Collected data entries
______

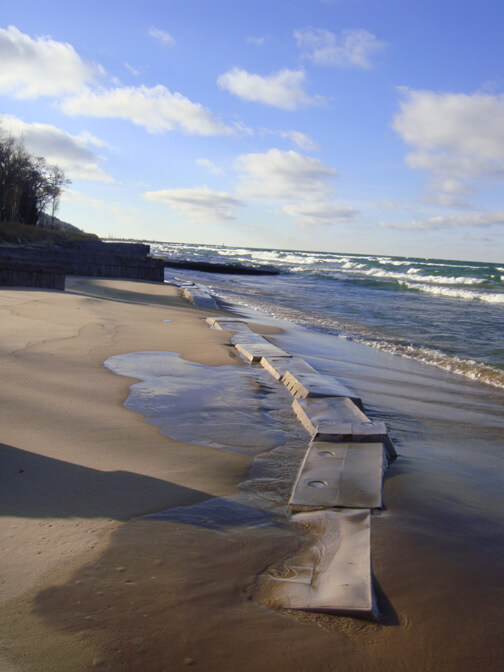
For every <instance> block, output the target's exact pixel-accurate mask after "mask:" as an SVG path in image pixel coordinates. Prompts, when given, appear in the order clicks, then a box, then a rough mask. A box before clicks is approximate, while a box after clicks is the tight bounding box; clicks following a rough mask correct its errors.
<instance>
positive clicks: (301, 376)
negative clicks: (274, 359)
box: [282, 369, 362, 409]
mask: <svg viewBox="0 0 504 672" xmlns="http://www.w3.org/2000/svg"><path fill="white" fill-rule="evenodd" d="M282 382H283V384H284V385H285V386H286V387H287V389H288V390H289V391H290V392H291V393H292V395H293V396H294V397H297V398H302V399H304V398H306V397H348V398H349V399H351V400H352V401H353V402H354V404H356V405H357V406H358V407H359V408H360V409H362V401H361V399H360V397H359V396H357V395H356V394H353V392H351V391H350V390H349V389H348V387H345V385H343V383H340V382H339V381H338V380H336V378H333V377H332V376H327V375H324V374H322V373H317V372H316V371H315V372H314V373H305V372H302V371H291V370H290V369H289V371H288V372H287V373H286V374H285V376H284V377H283V379H282Z"/></svg>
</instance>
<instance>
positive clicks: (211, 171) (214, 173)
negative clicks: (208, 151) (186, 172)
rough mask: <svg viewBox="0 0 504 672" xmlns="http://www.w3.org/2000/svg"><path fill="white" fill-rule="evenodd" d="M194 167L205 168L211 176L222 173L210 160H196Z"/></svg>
mask: <svg viewBox="0 0 504 672" xmlns="http://www.w3.org/2000/svg"><path fill="white" fill-rule="evenodd" d="M196 165H197V166H200V167H201V168H205V170H208V172H209V173H211V174H212V175H221V174H222V173H223V172H224V171H223V170H222V168H220V167H219V166H217V165H215V163H214V162H213V161H210V159H196Z"/></svg>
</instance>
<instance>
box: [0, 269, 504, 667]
mask: <svg viewBox="0 0 504 672" xmlns="http://www.w3.org/2000/svg"><path fill="white" fill-rule="evenodd" d="M210 312H211V311H210ZM208 313H209V311H205V312H202V311H199V310H197V309H194V308H193V307H189V306H188V304H186V303H185V302H184V301H182V300H181V299H180V298H179V297H178V296H177V292H176V290H175V289H174V288H172V287H168V286H164V285H158V284H153V283H142V282H133V281H115V280H91V279H79V278H74V279H70V280H69V282H68V285H67V291H65V293H60V292H51V291H42V290H14V289H3V290H0V350H1V355H2V357H1V359H0V371H1V380H2V386H1V409H2V422H1V424H2V427H1V436H0V440H1V442H2V443H1V444H0V449H1V452H0V456H1V486H0V487H1V490H0V504H1V514H2V515H1V517H0V538H1V547H0V573H1V584H0V590H1V594H0V600H1V602H0V606H1V616H0V625H1V641H0V670H1V671H2V672H25V671H30V672H31V671H33V672H34V671H36V672H49V671H51V672H52V671H55V672H63V671H65V672H67V671H72V672H80V671H83V670H92V669H99V670H113V671H115V672H123V671H128V670H132V671H135V672H144V671H149V672H158V671H159V672H166V671H171V670H184V669H186V668H187V667H191V666H194V668H195V669H198V670H204V671H206V672H217V671H221V670H223V671H228V670H229V671H231V670H233V671H235V670H250V671H255V670H275V671H280V672H281V671H282V670H289V671H305V670H306V671H307V672H308V671H310V672H311V671H315V670H316V671H319V670H323V671H325V670H328V671H329V670H338V671H342V672H346V671H350V670H355V671H357V670H360V671H363V672H364V671H365V672H367V671H369V672H370V671H377V672H381V671H394V672H395V671H398V672H399V671H402V670H404V671H408V672H410V671H418V672H420V670H423V671H427V670H432V671H434V670H436V671H448V670H471V671H472V670H483V669H485V670H487V671H489V672H491V671H492V670H496V671H497V670H498V669H500V668H499V663H500V662H501V657H502V639H501V634H502V628H500V629H499V628H496V627H495V622H496V621H497V620H498V619H499V616H500V617H502V611H501V612H500V615H499V606H498V605H499V603H500V602H499V601H498V600H492V599H490V598H489V599H487V600H486V604H485V617H486V618H487V619H489V620H488V622H489V623H492V627H485V625H484V624H481V623H480V621H481V619H480V618H479V617H478V614H477V613H476V615H475V617H474V618H469V619H468V618H467V615H466V616H464V617H462V613H461V618H462V623H461V624H460V623H458V622H457V619H456V615H457V613H458V606H456V607H455V608H454V606H453V599H454V596H453V595H452V594H449V592H448V591H447V588H446V586H447V585H448V584H447V581H448V583H449V579H450V576H451V575H452V574H453V572H457V573H458V575H459V583H460V585H464V584H466V585H467V584H468V583H469V584H470V583H471V581H473V585H472V587H471V588H470V589H469V591H468V592H466V593H465V594H464V600H465V602H464V603H463V604H460V609H461V611H462V610H463V609H466V610H471V609H472V608H473V607H474V604H475V603H477V601H478V598H479V597H481V592H480V591H481V585H480V584H481V580H480V582H479V583H478V579H476V580H474V576H473V575H472V572H473V569H474V566H475V565H474V563H477V564H478V566H480V567H481V566H483V565H482V557H479V556H478V553H479V554H480V556H482V554H483V552H482V551H480V550H479V549H478V548H475V549H474V557H470V556H468V555H467V553H465V554H464V556H463V557H462V559H461V562H460V564H458V565H457V566H456V567H454V566H453V564H452V559H453V555H454V551H453V549H450V550H448V549H447V548H445V547H444V546H443V544H442V543H440V542H439V540H437V539H436V540H431V539H427V538H425V537H422V536H419V535H418V534H417V531H416V530H415V518H414V516H413V517H412V518H410V519H408V518H406V519H401V518H399V517H398V518H396V523H395V525H392V526H391V525H390V518H388V514H384V515H383V516H382V517H381V518H378V519H377V524H376V525H375V527H374V530H375V531H374V541H373V544H374V545H373V552H374V555H375V558H374V568H375V571H376V572H377V574H378V575H379V576H380V583H381V584H382V585H381V588H383V590H384V592H385V594H386V598H383V599H382V607H383V605H386V604H387V603H388V601H389V602H390V603H389V605H388V607H386V608H385V618H384V620H383V622H382V623H379V624H375V623H369V622H365V621H359V620H356V619H351V618H335V617H331V616H323V617H313V616H306V617H304V616H295V615H293V614H285V613H278V612H276V611H272V610H270V609H268V608H266V607H265V606H264V605H258V604H256V603H255V602H254V601H253V600H252V599H251V595H252V594H253V591H254V585H255V583H256V579H257V576H258V575H259V574H260V573H261V572H262V571H263V570H264V569H265V568H266V567H268V566H269V565H270V564H272V563H274V564H276V565H278V564H279V563H280V564H281V561H282V558H286V557H288V556H289V555H291V554H293V553H294V552H295V551H296V549H298V548H299V546H300V544H301V543H302V541H301V540H300V539H299V538H297V537H296V536H295V535H293V534H292V533H290V532H288V531H283V530H282V529H280V528H277V527H266V528H261V527H254V526H248V525H246V524H243V525H240V524H235V525H234V526H232V527H230V528H229V529H217V530H216V529H212V527H211V526H205V525H204V524H190V523H189V522H187V523H182V522H180V521H176V520H175V521H171V522H168V521H163V522H158V521H154V520H148V519H142V518H138V517H139V516H141V515H142V514H145V513H149V512H155V511H159V510H163V509H167V508H169V507H175V506H186V505H190V504H196V503H198V502H205V501H209V500H210V499H211V498H214V497H222V496H225V495H230V494H233V493H234V492H235V491H236V486H237V484H238V483H240V482H241V481H243V480H244V478H245V476H246V473H247V471H248V469H249V467H250V459H249V458H247V457H244V456H241V455H236V454H233V453H230V452H225V451H219V450H216V449H212V448H208V447H200V446H195V445H190V444H182V443H178V442H175V441H172V440H170V439H169V438H167V437H165V436H163V435H161V434H160V433H159V432H158V430H157V428H156V427H153V426H152V425H148V424H146V423H142V419H141V417H140V416H139V415H138V414H136V413H134V412H132V411H129V410H127V409H126V408H124V407H123V406H122V403H123V402H124V400H125V399H126V397H127V394H128V386H129V385H130V384H131V383H132V382H133V381H132V380H131V379H127V378H124V377H121V376H117V375H115V374H113V373H111V372H110V371H109V370H107V369H106V368H105V367H104V366H103V362H104V361H105V359H107V357H109V356H111V355H114V354H120V353H127V352H133V351H139V350H168V351H174V352H179V353H181V354H182V356H183V357H184V358H186V359H189V360H192V361H196V362H200V363H204V364H209V365H215V366H219V365H223V364H229V363H231V362H236V364H237V365H240V366H244V364H243V363H242V362H241V361H239V360H237V359H236V357H235V355H234V351H233V349H232V348H230V347H229V345H228V334H226V333H225V332H219V331H215V330H210V329H209V328H208V326H207V325H206V324H205V323H204V322H203V321H202V319H201V318H202V316H204V315H206V314H208ZM166 319H170V320H171V322H163V320H166ZM401 475H402V474H401V467H398V468H396V472H395V477H394V478H393V479H391V480H390V481H389V482H388V483H387V487H388V490H387V501H388V505H389V507H390V509H391V510H392V511H393V510H394V509H395V510H398V509H400V507H401V506H404V505H406V506H407V505H408V504H410V506H414V505H415V501H414V499H413V500H412V501H411V502H408V497H407V493H408V489H407V487H406V488H405V482H406V484H407V479H408V478H411V476H408V474H404V475H403V476H404V478H401ZM405 479H406V480H405ZM405 493H406V494H405ZM433 515H435V510H434V507H433ZM451 523H458V524H460V521H455V520H454V521H446V525H447V526H448V525H449V524H451ZM419 543H420V545H419ZM455 551H456V549H455ZM450 554H451V555H450ZM426 563H427V564H428V566H429V567H436V570H437V572H438V573H437V575H435V576H432V575H431V574H430V573H429V571H428V570H427V572H426V569H425V564H426ZM487 569H488V572H490V578H488V576H487V582H486V584H485V586H486V589H488V585H490V586H491V585H493V584H492V582H494V583H495V585H498V583H499V576H498V574H497V570H496V568H495V563H493V564H492V563H488V567H487ZM492 572H493V574H492ZM426 579H429V582H430V586H429V588H428V590H425V584H423V582H425V581H426ZM489 582H490V583H489ZM378 589H379V590H380V587H378ZM433 595H437V596H438V599H437V600H436V601H435V602H433V599H432V596H433ZM455 599H456V598H455ZM471 601H472V602H471ZM457 633H458V634H457ZM499 633H500V634H499Z"/></svg>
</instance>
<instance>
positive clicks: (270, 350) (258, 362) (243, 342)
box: [235, 334, 290, 364]
mask: <svg viewBox="0 0 504 672" xmlns="http://www.w3.org/2000/svg"><path fill="white" fill-rule="evenodd" d="M236 335H237V334H236ZM263 340H264V343H246V342H240V343H237V344H236V345H235V348H236V349H237V350H238V352H239V353H240V354H241V355H243V357H245V359H246V360H247V361H249V362H251V363H252V364H258V363H259V362H260V361H261V359H262V358H263V357H290V355H289V354H288V353H287V352H284V351H283V350H281V349H280V348H277V346H276V345H273V343H270V342H269V341H267V340H266V339H263Z"/></svg>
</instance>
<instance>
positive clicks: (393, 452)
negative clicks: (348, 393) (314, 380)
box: [292, 397, 397, 462]
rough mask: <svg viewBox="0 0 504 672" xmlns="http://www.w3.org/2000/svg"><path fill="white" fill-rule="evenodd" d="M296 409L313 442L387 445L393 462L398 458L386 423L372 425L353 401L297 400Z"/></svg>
mask: <svg viewBox="0 0 504 672" xmlns="http://www.w3.org/2000/svg"><path fill="white" fill-rule="evenodd" d="M292 408H293V409H294V412H295V413H296V415H297V417H298V418H299V420H300V422H301V423H302V425H303V426H304V427H305V429H306V431H307V432H309V434H310V435H311V437H312V439H316V440H317V441H334V442H338V443H339V442H341V441H347V442H351V443H373V442H376V443H383V445H384V448H385V453H386V455H387V459H388V461H389V462H391V461H392V460H394V459H395V458H396V457H397V453H396V451H395V448H394V446H393V444H392V442H391V440H390V438H389V436H388V433H387V427H386V425H385V423H384V422H372V421H371V420H370V419H369V418H368V417H367V415H366V414H365V413H364V412H363V411H361V410H360V408H358V407H357V406H356V405H355V404H354V403H353V401H352V400H351V399H348V398H344V397H324V398H321V399H310V398H308V399H295V400H294V401H293V402H292Z"/></svg>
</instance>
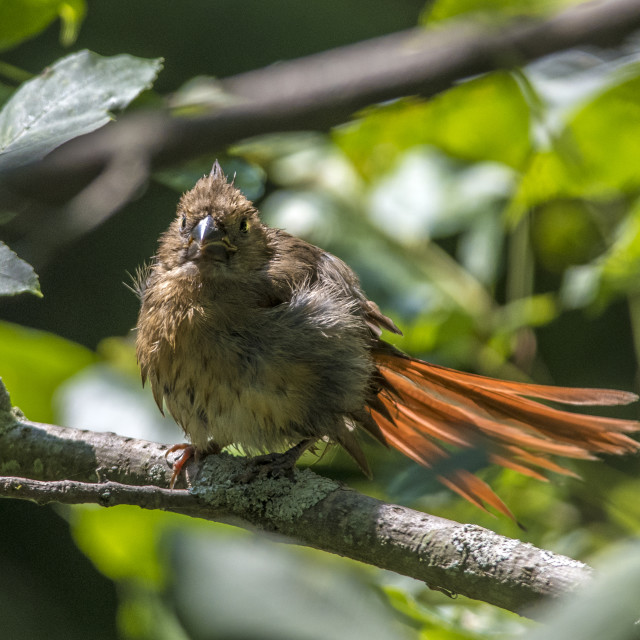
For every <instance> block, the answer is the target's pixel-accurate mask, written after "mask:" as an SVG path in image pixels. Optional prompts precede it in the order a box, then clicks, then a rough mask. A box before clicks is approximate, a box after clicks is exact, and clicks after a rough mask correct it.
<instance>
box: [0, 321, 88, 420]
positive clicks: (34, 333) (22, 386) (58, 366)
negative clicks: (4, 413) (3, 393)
mask: <svg viewBox="0 0 640 640" xmlns="http://www.w3.org/2000/svg"><path fill="white" fill-rule="evenodd" d="M94 360H95V356H94V355H93V353H91V351H89V350H88V349H86V348H85V347H82V346H80V345H78V344H75V343H73V342H70V341H68V340H64V339H63V338H60V337H59V336H56V335H53V334H51V333H46V332H44V331H36V330H34V329H27V328H25V327H20V326H18V325H14V324H10V323H8V322H0V377H2V379H3V381H4V383H5V385H6V387H7V389H8V390H9V393H10V394H11V401H12V402H13V404H14V405H17V406H19V407H20V408H21V409H22V410H23V411H24V412H25V413H26V415H27V417H28V418H30V419H32V420H38V421H40V422H52V421H53V411H52V409H51V400H52V396H53V393H54V391H55V390H56V388H57V387H58V386H59V385H60V383H61V382H63V381H64V380H66V379H67V378H69V377H70V376H72V375H73V374H74V373H76V372H77V371H79V370H80V369H82V368H84V367H86V366H87V365H88V364H91V363H92V362H94Z"/></svg>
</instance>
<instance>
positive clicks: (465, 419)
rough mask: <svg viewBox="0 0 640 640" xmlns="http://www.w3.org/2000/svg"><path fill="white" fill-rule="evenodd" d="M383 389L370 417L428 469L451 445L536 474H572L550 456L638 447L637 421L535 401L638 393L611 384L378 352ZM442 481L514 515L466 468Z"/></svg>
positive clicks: (452, 446)
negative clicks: (595, 384) (460, 370)
mask: <svg viewBox="0 0 640 640" xmlns="http://www.w3.org/2000/svg"><path fill="white" fill-rule="evenodd" d="M375 359H376V363H377V365H378V371H379V374H380V379H381V382H382V389H381V391H380V393H379V394H378V401H379V402H378V403H377V405H376V406H375V407H373V406H372V407H371V415H372V416H373V418H374V420H375V421H376V423H377V424H378V426H379V427H380V430H381V432H382V434H383V436H384V438H385V439H386V441H387V442H388V443H389V444H390V445H391V446H393V447H395V448H396V449H398V450H399V451H401V452H402V453H403V454H404V455H406V456H407V457H409V458H411V459H412V460H414V461H416V462H418V463H419V464H422V465H424V466H425V467H435V468H436V469H437V468H438V466H440V465H442V464H443V462H445V461H446V459H447V458H448V457H449V456H450V454H449V450H448V449H447V448H446V446H447V445H448V446H449V447H483V448H484V450H485V451H486V452H487V454H488V457H489V461H490V462H493V463H494V464H498V465H500V466H503V467H506V468H509V469H515V470H516V471H519V472H520V473H524V474H526V475H528V476H531V477H533V478H537V479H539V480H545V481H546V477H545V476H543V475H542V474H541V473H540V471H539V470H540V469H545V470H549V471H554V472H556V473H561V474H564V475H570V476H575V475H576V474H575V473H573V472H572V471H570V470H569V469H566V468H565V467H563V466H561V465H560V464H558V463H556V462H554V461H553V460H551V459H550V458H549V456H550V455H557V456H563V457H566V458H579V459H593V458H595V455H594V454H598V453H609V454H624V453H632V452H636V451H637V450H638V449H640V443H638V442H636V441H635V440H633V439H632V438H630V437H629V436H628V435H626V434H628V433H632V432H634V431H638V430H640V423H639V422H636V421H633V420H621V419H615V418H606V417H600V416H589V415H582V414H576V413H571V412H569V411H564V410H561V409H556V408H554V407H551V406H547V405H545V404H542V403H541V402H539V401H540V400H544V401H553V402H557V403H561V404H572V405H622V404H629V403H630V402H633V401H635V400H637V399H638V397H637V396H636V395H635V394H633V393H630V392H625V391H616V390H609V389H577V388H569V387H551V386H544V385H537V384H528V383H521V382H507V381H503V380H496V379H493V378H487V377H484V376H478V375H473V374H470V373H462V372H459V371H455V370H453V369H447V368H446V367H441V366H438V365H434V364H429V363H427V362H423V361H421V360H416V359H413V358H409V357H405V356H403V355H400V354H396V353H389V352H388V351H380V352H377V353H376V354H375ZM438 479H439V480H440V482H442V484H444V485H445V486H447V487H449V488H450V489H452V490H453V491H455V492H457V493H458V494H460V495H461V496H462V497H464V498H466V499H467V500H469V501H470V502H472V503H473V504H475V505H476V506H478V507H480V508H481V509H485V510H486V505H489V506H492V507H494V508H495V509H497V510H498V511H500V512H501V513H503V514H505V515H506V516H508V517H510V518H514V517H513V514H512V513H511V511H510V510H509V509H508V507H507V506H506V505H505V504H504V502H503V501H502V500H501V499H500V498H499V497H498V496H497V495H496V494H495V493H494V492H493V491H492V489H491V488H490V487H489V485H487V484H486V483H485V482H483V481H482V480H480V479H479V478H477V477H476V476H474V475H473V474H471V473H470V472H469V471H466V470H457V471H454V472H452V473H447V475H446V476H445V475H439V476H438Z"/></svg>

______

▸ Exercise objective: Put the lines starting at the beginning of the entries and ending at the line containing "negative clicks: (274, 359)", both included, into a numbered list with no blank lines. Leave the pictures out.

▸ Answer for this exercise:
1. For every <instance> block, output the target's exact pixel-accurate mask after "mask:" as an SVG path in image pixel coordinates. Prompts, when given, appear in the order clicks, then a box, then a rough mask. A box before clicks is approximate, while a box after clicks is the tight bounding box; clicks following a rough mask correct its errors.
2. <instance>
3. positive clicks: (301, 376)
4. negative clicks: (274, 359)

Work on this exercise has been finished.